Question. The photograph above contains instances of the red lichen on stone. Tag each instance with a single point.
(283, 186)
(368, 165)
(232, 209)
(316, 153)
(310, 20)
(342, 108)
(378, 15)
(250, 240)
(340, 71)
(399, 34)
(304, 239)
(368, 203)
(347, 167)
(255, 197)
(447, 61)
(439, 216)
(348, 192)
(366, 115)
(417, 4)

_ _ _ _

STATED TASK »
Rewrite all of the data above with "red lichen" changed to "orange lichen", leaving everything else as it is.

THE OUTPUT »
Question. The photograph above contains instances of the orange lichen on stone. Tag each instance with a single point.
(283, 186)
(368, 165)
(232, 209)
(316, 153)
(310, 20)
(342, 108)
(378, 15)
(250, 240)
(340, 71)
(399, 34)
(304, 239)
(368, 203)
(347, 167)
(255, 197)
(447, 61)
(439, 216)
(348, 192)
(366, 115)
(417, 4)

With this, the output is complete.